Repeat all the records exactly, omitting pictures.

*Image point annotation entries*.
-*-*-
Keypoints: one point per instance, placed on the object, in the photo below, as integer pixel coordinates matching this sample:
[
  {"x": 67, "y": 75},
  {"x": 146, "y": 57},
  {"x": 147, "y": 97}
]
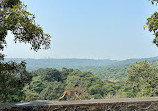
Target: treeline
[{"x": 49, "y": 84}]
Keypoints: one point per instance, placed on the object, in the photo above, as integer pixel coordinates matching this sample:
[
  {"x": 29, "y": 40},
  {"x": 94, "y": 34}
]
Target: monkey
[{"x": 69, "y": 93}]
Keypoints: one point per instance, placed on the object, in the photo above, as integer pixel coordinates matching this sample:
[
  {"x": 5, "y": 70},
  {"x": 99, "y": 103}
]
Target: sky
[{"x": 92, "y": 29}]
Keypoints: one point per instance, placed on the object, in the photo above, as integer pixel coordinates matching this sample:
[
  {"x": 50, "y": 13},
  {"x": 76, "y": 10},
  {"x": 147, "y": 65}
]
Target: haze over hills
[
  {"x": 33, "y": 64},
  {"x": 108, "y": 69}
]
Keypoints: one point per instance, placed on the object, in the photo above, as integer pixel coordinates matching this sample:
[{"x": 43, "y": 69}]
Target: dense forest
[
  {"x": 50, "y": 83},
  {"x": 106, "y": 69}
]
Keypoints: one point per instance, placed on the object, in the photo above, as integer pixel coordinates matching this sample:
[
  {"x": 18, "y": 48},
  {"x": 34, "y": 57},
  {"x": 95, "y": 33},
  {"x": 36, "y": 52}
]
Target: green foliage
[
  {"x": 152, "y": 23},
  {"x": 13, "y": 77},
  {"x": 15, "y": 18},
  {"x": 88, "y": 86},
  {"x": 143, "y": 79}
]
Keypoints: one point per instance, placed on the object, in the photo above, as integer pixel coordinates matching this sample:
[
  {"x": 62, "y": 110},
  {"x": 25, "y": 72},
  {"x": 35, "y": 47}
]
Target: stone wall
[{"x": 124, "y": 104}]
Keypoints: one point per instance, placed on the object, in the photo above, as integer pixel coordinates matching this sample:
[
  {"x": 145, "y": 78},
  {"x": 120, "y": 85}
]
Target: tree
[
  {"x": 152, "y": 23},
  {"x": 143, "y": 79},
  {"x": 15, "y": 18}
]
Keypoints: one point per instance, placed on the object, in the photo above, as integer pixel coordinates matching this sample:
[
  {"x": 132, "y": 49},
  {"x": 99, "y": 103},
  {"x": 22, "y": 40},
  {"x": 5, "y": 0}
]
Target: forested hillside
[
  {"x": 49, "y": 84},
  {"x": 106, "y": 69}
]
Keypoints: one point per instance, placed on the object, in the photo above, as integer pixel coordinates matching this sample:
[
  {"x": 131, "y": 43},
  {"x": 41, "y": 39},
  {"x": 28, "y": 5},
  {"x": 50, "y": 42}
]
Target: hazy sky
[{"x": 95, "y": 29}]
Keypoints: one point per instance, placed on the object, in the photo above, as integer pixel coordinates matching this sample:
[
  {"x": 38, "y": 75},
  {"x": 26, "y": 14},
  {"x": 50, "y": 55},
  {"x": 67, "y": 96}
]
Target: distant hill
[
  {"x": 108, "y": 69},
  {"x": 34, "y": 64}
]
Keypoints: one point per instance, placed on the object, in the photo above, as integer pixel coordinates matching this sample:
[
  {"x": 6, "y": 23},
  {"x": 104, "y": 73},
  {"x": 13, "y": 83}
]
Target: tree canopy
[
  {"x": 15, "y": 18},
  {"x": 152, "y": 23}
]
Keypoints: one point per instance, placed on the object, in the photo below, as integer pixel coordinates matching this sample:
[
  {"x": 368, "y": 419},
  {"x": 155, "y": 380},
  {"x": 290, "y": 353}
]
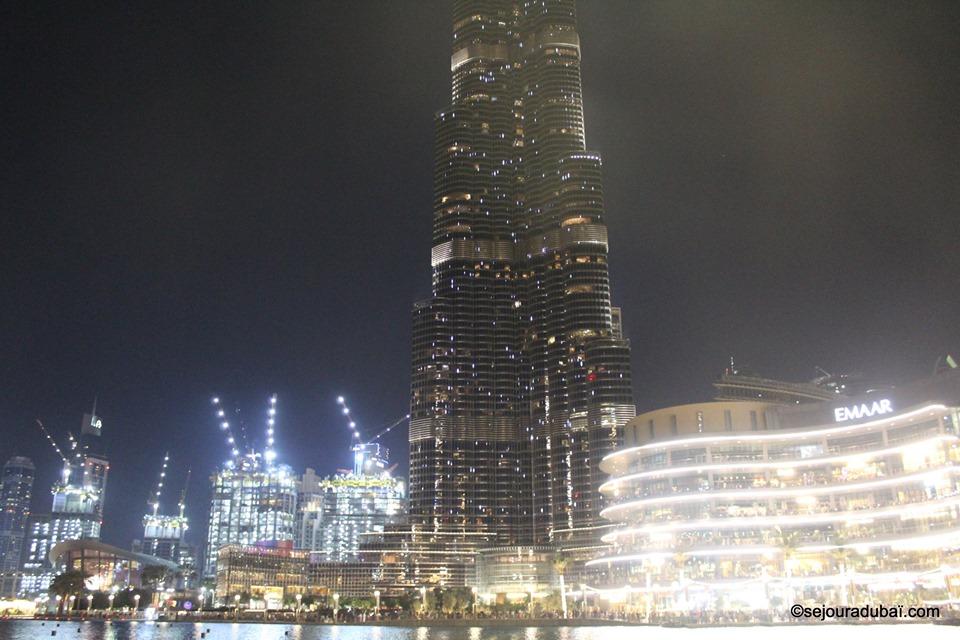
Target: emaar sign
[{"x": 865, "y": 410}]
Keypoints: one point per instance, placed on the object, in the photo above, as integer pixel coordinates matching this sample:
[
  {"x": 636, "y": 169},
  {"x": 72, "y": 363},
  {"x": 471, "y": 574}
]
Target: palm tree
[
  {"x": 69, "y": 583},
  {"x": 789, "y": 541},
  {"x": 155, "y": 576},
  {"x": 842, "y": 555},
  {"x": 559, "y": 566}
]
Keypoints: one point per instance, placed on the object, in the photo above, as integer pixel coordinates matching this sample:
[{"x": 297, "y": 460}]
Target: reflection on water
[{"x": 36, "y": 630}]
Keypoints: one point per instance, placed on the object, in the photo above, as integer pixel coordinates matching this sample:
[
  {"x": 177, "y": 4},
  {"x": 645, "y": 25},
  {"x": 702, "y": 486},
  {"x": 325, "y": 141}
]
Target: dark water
-*-*-
*Solution to the problem*.
Keypoints: one point per instance, placed on the object, in the photo below, as integer pixel coordinates matching this sample:
[
  {"x": 67, "y": 75},
  {"x": 146, "y": 57},
  {"x": 147, "y": 97}
]
Target: treeline
[{"x": 49, "y": 84}]
Keypoints: one point per instance, placed on the object, in the photo above, as integer pixel coordinates matching this sample:
[
  {"x": 29, "y": 40},
  {"x": 94, "y": 34}
]
Target: monkey
[{"x": 69, "y": 93}]
Keypoints: one point per instance, placed on the object, in the photo above, as integer pixel coordinates matching this sample:
[
  {"x": 5, "y": 70},
  {"x": 99, "y": 103}
]
Target: sky
[{"x": 92, "y": 29}]
Keypoints: one point per instance, placed on the object, in the photo above, as integer pixel coordinates matching this sample:
[
  {"x": 50, "y": 13},
  {"x": 76, "y": 10},
  {"x": 147, "y": 65}
]
Target: haze over hills
[
  {"x": 33, "y": 64},
  {"x": 108, "y": 69}
]
Keypoints: one point per instance, placed on the object, in the photo above, as integer pixel coordinates matching this sample:
[{"x": 43, "y": 69}]
Target: dense forest
[
  {"x": 50, "y": 83},
  {"x": 106, "y": 69}
]
Keypoints: one point per instance, placed on the object, in the photo above, as integer pixel coordinates matching this sample:
[
  {"x": 18, "y": 48},
  {"x": 34, "y": 57},
  {"x": 95, "y": 33},
  {"x": 36, "y": 52}
]
Target: green foliage
[
  {"x": 152, "y": 23},
  {"x": 13, "y": 77},
  {"x": 15, "y": 18},
  {"x": 88, "y": 86},
  {"x": 143, "y": 79}
]
Keypoints: one point per instance, placed on the object, in the photo above, as integer pixel coordinates matching this sample:
[
  {"x": 62, "y": 110},
  {"x": 25, "y": 72},
  {"x": 35, "y": 47}
]
Target: stone wall
[{"x": 124, "y": 104}]
Keypoints: one point per instance, placed on the object, in the photo above, as integer pixel coordinates matching this sample:
[
  {"x": 145, "y": 78},
  {"x": 120, "y": 85}
]
Target: tree
[
  {"x": 152, "y": 23},
  {"x": 143, "y": 79},
  {"x": 15, "y": 18}
]
Keypoints: one point per instance, placed on the object, in the photo above, as integer pixel coordinates matching this sample:
[
  {"x": 132, "y": 49},
  {"x": 99, "y": 103},
  {"x": 22, "y": 40},
  {"x": 5, "y": 0}
]
Target: forested hillside
[
  {"x": 49, "y": 84},
  {"x": 106, "y": 69}
]
Keypoints: one point per instance, placed on the object, in the photo above, as integer pixel coordinates matching this sample:
[
  {"x": 131, "y": 43},
  {"x": 41, "y": 39},
  {"x": 28, "y": 5},
  {"x": 50, "y": 42}
]
Target: hazy sky
[{"x": 95, "y": 29}]
Keypoints: one point per instance, placed on the object, in the photo above, as integer pixel coordinates matching this sample:
[
  {"x": 38, "y": 75},
  {"x": 26, "y": 14},
  {"x": 50, "y": 55},
  {"x": 67, "y": 96}
]
Target: distant hill
[
  {"x": 108, "y": 69},
  {"x": 34, "y": 64}
]
Keypoints: one point per instance, placed on the object, in the photo above, as integer pixel coordinates matching this sample:
[
  {"x": 6, "y": 23},
  {"x": 104, "y": 73},
  {"x": 13, "y": 83}
]
Target: tree canopy
[
  {"x": 15, "y": 18},
  {"x": 152, "y": 23}
]
Keypoints: one point per instance, placed on the object, in the photo below, as integer pixel coordinates matching this sample:
[
  {"x": 368, "y": 419},
  {"x": 155, "y": 380},
  {"x": 290, "y": 353}
]
Target: emaar sign
[{"x": 865, "y": 410}]
Keypoints: one point per instance, placed on the object, in the photo above, as integer pixel coordinates matching this sample:
[
  {"x": 636, "y": 169},
  {"x": 72, "y": 363},
  {"x": 471, "y": 574}
]
Target: palm tree
[
  {"x": 69, "y": 583},
  {"x": 789, "y": 541},
  {"x": 155, "y": 576},
  {"x": 842, "y": 555},
  {"x": 559, "y": 566}
]
Keypoints: one point per instance, placed on the object, in the photo above, as integer pixel coordinates matching this sample:
[{"x": 297, "y": 460}]
Target: reflection on water
[{"x": 36, "y": 630}]
Keypoints: one point per instance, placed on the object, in the photo above, as integer pixel coordinates matching this sample:
[
  {"x": 177, "y": 4},
  {"x": 645, "y": 25},
  {"x": 702, "y": 486},
  {"x": 325, "y": 141}
]
Target: dark water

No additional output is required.